#### Goal
Write out the material below again, switching "Extract" to "Locate" everywhere it appears and changing nothing else. Leave the pictures out.

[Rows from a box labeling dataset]
start

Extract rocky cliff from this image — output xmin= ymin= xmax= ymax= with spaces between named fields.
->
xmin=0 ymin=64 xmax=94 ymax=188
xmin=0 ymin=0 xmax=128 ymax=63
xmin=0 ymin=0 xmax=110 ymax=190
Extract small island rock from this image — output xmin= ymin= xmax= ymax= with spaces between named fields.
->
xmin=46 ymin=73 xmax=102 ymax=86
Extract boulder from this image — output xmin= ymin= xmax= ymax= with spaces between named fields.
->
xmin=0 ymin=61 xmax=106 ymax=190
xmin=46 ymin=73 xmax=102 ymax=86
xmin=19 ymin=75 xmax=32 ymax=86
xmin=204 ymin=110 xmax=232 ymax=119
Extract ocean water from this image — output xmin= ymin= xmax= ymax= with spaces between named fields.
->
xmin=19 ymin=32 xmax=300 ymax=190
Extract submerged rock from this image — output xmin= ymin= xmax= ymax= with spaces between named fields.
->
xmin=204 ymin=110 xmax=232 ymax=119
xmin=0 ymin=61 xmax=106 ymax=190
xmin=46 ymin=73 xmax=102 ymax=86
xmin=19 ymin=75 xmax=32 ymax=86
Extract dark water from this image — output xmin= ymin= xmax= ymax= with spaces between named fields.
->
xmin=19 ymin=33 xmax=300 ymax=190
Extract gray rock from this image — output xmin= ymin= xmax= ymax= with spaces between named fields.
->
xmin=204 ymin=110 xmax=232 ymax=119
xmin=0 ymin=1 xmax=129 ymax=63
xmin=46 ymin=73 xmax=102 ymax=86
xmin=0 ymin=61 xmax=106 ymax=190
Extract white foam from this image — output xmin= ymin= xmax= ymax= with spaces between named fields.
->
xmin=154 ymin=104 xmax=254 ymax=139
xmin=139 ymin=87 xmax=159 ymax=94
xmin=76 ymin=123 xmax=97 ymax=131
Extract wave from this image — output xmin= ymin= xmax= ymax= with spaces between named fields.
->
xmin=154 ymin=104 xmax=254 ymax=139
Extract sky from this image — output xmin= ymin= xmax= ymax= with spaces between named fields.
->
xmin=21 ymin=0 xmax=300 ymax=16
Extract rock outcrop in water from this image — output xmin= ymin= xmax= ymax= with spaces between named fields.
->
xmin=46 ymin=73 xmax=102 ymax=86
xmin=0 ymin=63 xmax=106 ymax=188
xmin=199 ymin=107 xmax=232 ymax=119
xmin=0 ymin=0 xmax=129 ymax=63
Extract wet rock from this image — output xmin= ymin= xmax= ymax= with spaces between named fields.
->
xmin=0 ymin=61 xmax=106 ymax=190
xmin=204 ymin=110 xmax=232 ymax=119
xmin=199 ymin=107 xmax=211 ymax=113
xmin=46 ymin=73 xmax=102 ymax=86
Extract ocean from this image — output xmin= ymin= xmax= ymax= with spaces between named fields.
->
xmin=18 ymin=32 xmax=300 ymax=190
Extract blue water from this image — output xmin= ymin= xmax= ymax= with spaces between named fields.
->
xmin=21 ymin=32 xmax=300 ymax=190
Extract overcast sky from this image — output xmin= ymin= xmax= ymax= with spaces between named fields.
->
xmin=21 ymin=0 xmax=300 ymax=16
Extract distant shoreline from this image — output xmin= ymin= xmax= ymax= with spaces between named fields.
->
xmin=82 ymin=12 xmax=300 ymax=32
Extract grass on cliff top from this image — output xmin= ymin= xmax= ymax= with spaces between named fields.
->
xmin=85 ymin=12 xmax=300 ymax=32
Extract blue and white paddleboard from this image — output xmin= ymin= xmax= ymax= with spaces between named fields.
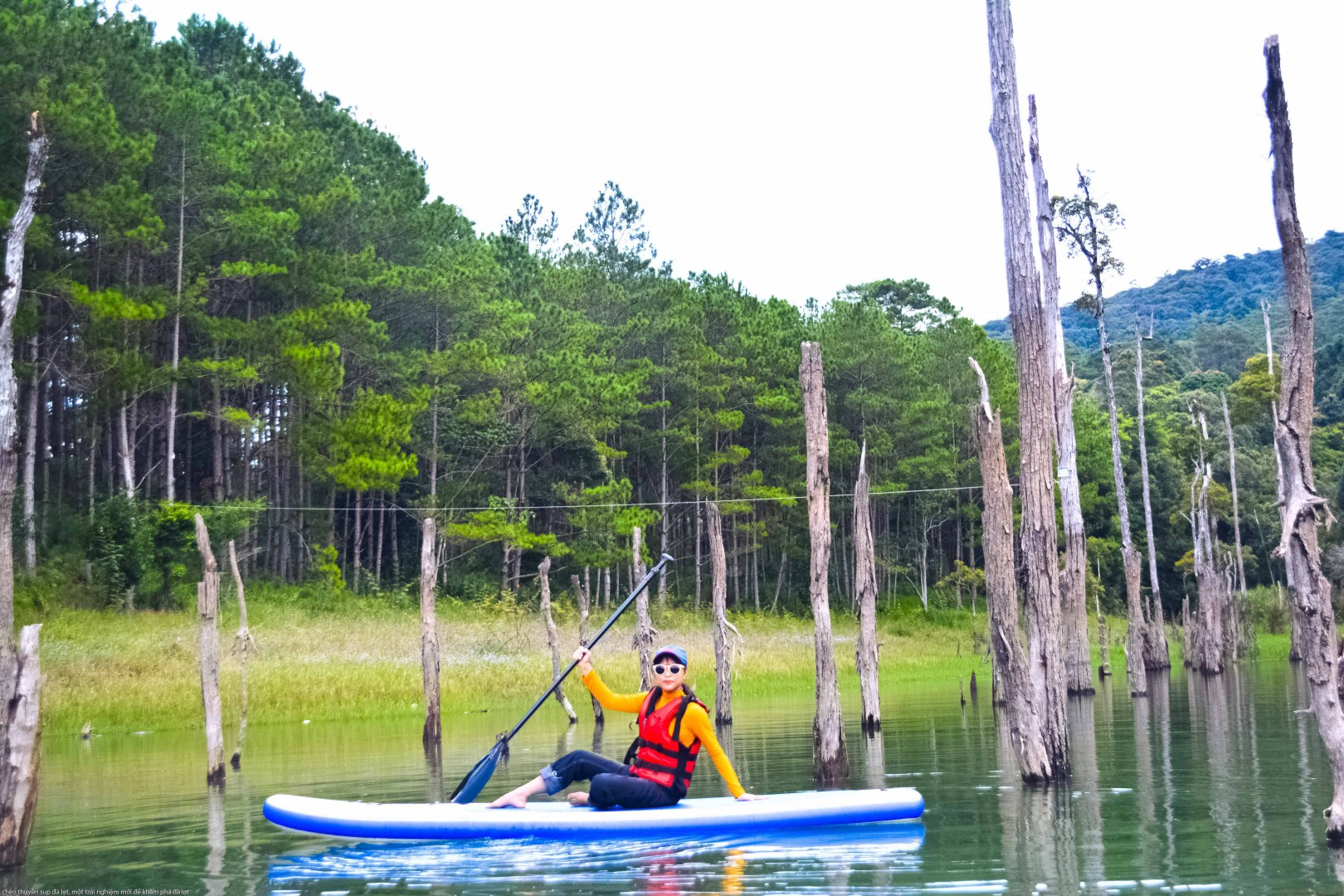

end

#### Output for this exercise
Locate rocky cliff from this image — output xmin= ymin= xmax= ymax= with spaces between named fields.
->
xmin=0 ymin=64 xmax=94 ymax=188
xmin=0 ymin=0 xmax=128 ymax=63
xmin=0 ymin=0 xmax=110 ymax=190
Locate small island rock from this image — output xmin= ymin= xmax= ymax= with spaces between named fields.
->
xmin=46 ymin=73 xmax=102 ymax=86
Locate boulder from this image — output xmin= ymin= xmax= ymax= with spaces between named fields.
->
xmin=0 ymin=61 xmax=106 ymax=190
xmin=46 ymin=73 xmax=102 ymax=86
xmin=19 ymin=75 xmax=32 ymax=86
xmin=204 ymin=110 xmax=232 ymax=119
Locate ocean water from this image — output xmin= ymin= xmax= ymax= with spaces between named fields.
->
xmin=19 ymin=32 xmax=300 ymax=190
Locate submerged rock from this image — output xmin= ymin= xmax= ymax= with spaces between named fields.
->
xmin=204 ymin=110 xmax=232 ymax=119
xmin=0 ymin=61 xmax=106 ymax=190
xmin=46 ymin=73 xmax=102 ymax=86
xmin=19 ymin=75 xmax=32 ymax=86
Locate dark water from this image — output xmin= ymin= xmax= ymax= with spaces between named fields.
->
xmin=19 ymin=33 xmax=300 ymax=190
Locate gray rock from this image — output xmin= ymin= xmax= ymax= with spaces between named fields.
->
xmin=204 ymin=110 xmax=232 ymax=119
xmin=0 ymin=1 xmax=129 ymax=63
xmin=46 ymin=73 xmax=102 ymax=86
xmin=0 ymin=61 xmax=106 ymax=190
Locate white foam from this image — output xmin= ymin= xmax= ymax= with spaces between named fields.
->
xmin=154 ymin=104 xmax=254 ymax=139
xmin=139 ymin=87 xmax=159 ymax=94
xmin=76 ymin=123 xmax=97 ymax=131
Locate wave from this image — output xmin= ymin= xmax= ymax= with spaces between named fields.
->
xmin=154 ymin=104 xmax=254 ymax=139
Locate sky from this image — output xmin= ymin= xmax= ymax= with spaces between named fields.
->
xmin=21 ymin=0 xmax=300 ymax=16
Locate rock outcrop in water from this image — output xmin= ymin= xmax= ymax= with spaces between named fields.
->
xmin=46 ymin=73 xmax=102 ymax=86
xmin=0 ymin=63 xmax=106 ymax=188
xmin=199 ymin=107 xmax=232 ymax=119
xmin=0 ymin=0 xmax=129 ymax=63
Locate wet rock from this image — output xmin= ymin= xmax= ymax= with spaces between named fields.
->
xmin=0 ymin=61 xmax=106 ymax=190
xmin=204 ymin=110 xmax=232 ymax=119
xmin=199 ymin=107 xmax=211 ymax=113
xmin=46 ymin=73 xmax=102 ymax=86
Locate ocean from this image — output xmin= ymin= xmax= ymax= with spaces between named fields.
->
xmin=18 ymin=32 xmax=300 ymax=190
Locate blue water from this image — output xmin= ymin= xmax= ymax= with spaces between named fields.
->
xmin=21 ymin=32 xmax=300 ymax=190
Locate overcast sky from this image — output xmin= ymin= xmax= ymax= with spaces between named fields.
->
xmin=21 ymin=0 xmax=300 ymax=16
Locate distant shoreline from this image — output xmin= ymin= xmax= ymax= with spaces between named fields.
->
xmin=82 ymin=12 xmax=300 ymax=32
Locate grass on cliff top from this image — output xmin= ymin= xmax= ymax= with spaces between named fields.
->
xmin=85 ymin=12 xmax=300 ymax=32
Locate blue and white paddleboard from this image — output xmin= ymin= xmax= ymax= with spaces between named fields.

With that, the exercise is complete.